* _Task goal_: Take the line containing "point: the dark storm" and every line after it to the end of the records, and copy them exactly, excluding pictures.

Photo-based referring expression data
※

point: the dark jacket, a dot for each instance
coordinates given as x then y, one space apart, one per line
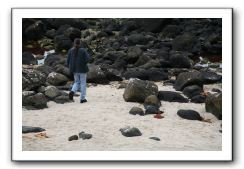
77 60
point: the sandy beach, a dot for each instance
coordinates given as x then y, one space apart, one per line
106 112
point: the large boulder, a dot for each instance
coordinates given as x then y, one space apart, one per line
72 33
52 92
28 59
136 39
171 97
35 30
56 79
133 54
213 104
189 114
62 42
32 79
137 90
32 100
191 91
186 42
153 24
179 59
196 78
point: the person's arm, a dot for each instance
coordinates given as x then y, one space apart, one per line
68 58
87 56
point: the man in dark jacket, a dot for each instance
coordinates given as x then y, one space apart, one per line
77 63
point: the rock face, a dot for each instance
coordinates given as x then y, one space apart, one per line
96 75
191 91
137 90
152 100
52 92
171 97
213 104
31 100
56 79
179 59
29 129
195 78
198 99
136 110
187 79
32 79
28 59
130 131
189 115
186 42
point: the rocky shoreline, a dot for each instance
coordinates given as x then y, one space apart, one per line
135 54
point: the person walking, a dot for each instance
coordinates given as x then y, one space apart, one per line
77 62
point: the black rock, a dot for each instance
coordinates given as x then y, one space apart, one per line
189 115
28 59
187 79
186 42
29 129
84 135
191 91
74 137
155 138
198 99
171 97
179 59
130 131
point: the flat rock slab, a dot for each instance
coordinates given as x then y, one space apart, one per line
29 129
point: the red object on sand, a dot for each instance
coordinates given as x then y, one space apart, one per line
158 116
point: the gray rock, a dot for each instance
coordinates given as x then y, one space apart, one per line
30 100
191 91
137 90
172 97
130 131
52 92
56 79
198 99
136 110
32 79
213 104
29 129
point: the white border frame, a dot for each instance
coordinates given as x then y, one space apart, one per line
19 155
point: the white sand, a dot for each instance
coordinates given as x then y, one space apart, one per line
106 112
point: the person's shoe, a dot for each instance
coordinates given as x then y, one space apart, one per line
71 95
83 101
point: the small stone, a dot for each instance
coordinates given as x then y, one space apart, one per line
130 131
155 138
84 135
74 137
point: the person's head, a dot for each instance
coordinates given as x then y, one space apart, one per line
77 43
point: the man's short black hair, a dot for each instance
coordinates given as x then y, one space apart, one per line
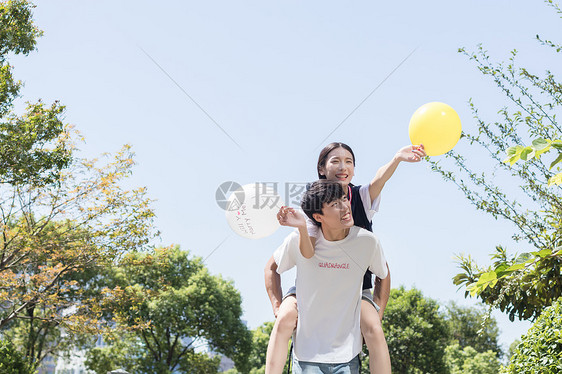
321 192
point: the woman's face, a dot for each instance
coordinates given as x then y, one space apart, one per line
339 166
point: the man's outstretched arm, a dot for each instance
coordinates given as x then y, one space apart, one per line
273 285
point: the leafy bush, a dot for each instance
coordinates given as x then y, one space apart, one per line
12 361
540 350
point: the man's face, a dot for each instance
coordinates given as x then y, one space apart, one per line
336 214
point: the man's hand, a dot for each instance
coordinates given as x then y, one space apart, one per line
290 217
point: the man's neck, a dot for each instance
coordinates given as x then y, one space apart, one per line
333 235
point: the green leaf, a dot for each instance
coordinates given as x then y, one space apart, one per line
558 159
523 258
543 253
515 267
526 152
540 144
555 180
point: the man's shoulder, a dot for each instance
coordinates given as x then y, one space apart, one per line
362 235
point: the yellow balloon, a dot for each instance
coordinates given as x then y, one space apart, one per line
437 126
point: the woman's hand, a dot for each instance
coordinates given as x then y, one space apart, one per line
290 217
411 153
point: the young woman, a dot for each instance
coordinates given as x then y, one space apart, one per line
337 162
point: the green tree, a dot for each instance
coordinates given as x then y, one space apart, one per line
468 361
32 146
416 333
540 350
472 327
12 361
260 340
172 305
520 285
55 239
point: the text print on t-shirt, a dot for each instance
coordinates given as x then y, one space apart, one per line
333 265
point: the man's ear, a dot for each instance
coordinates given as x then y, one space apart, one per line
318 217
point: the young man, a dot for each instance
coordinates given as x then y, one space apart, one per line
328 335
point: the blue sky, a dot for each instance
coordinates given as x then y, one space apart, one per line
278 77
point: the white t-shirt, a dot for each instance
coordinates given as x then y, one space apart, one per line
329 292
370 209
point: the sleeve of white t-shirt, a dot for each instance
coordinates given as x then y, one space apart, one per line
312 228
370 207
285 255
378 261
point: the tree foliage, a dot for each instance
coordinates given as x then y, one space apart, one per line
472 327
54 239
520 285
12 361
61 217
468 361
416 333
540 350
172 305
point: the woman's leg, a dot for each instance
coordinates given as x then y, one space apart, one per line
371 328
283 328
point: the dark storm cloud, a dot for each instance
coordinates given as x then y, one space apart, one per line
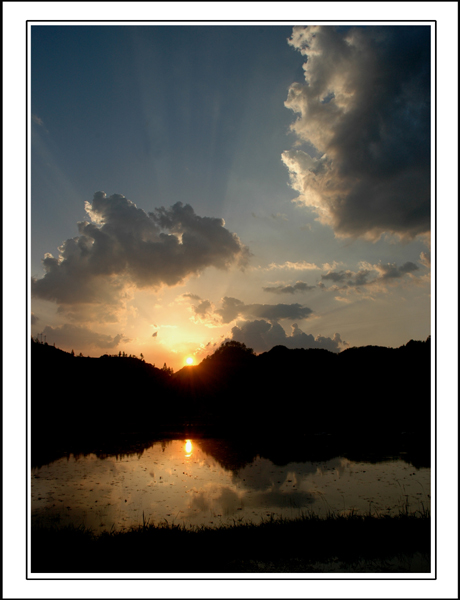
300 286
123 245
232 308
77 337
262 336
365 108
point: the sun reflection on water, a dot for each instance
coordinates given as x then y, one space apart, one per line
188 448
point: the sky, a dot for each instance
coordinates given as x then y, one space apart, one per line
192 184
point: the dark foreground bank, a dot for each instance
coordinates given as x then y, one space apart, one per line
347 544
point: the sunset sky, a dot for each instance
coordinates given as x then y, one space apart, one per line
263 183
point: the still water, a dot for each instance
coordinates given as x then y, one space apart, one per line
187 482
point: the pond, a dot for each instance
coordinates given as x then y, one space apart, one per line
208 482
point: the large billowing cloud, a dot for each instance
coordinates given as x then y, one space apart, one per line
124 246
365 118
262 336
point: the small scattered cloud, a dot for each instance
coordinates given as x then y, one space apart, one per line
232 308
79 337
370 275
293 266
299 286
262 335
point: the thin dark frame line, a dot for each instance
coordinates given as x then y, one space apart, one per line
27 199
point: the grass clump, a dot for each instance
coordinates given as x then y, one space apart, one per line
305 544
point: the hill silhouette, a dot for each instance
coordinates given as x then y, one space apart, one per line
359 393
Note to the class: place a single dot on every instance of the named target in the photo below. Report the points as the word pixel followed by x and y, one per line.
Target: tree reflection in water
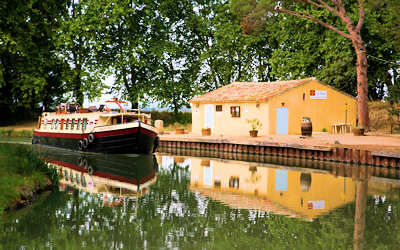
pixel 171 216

※

* _Solution_:
point: the dark storm cloud, a dot for each instance
coordinates given as x then y, one space apart, one per line
300 286
123 245
232 308
77 337
262 336
365 108
point: the sun reflection on water, a dot for each instance
coordinates given as x then y, one space apart, one per line
188 448
point: the sky, a dot for each instance
coordinates given as x then y, one space apart, one per line
192 184
point: the dark foreground bank, a dot for each instance
coordinates given as x then y, one space apart, one per line
347 544
point: the sunset sky, a dot for each instance
coordinates given as x then y, one space apart, one per line
263 183
point: the still water, a dot for each instance
coordinates given as x then y, one space apart, one per line
187 482
point: the pond, a dot for each instance
coordinates given as x then y, one space apart, one per line
208 482
point: the large billowing cloud, a dot for each instance
coordinates given as x then y, one space apart, one per line
124 246
365 118
262 336
point: the small scattered cloud, a dot for each instance
coordinates given as x then y, one space apart, one per line
232 308
79 337
370 275
293 266
299 286
262 335
point: the thin dark frame line, a dot for each instance
coordinates given as x then y, one space apart, one per line
27 199
point: the grass clump, a dot for each instance
coordinates given as x then y, one space apart, one per line
305 544
point: the hill silhouette, a dot for each instance
coordinates given as x then y, one space apart, one per line
359 393
Note to the class: place a single dot on every instance of the named target in the photo below. Report the points as the word pixel followed by x and y, one per line.
Target: tree reflection in water
pixel 171 216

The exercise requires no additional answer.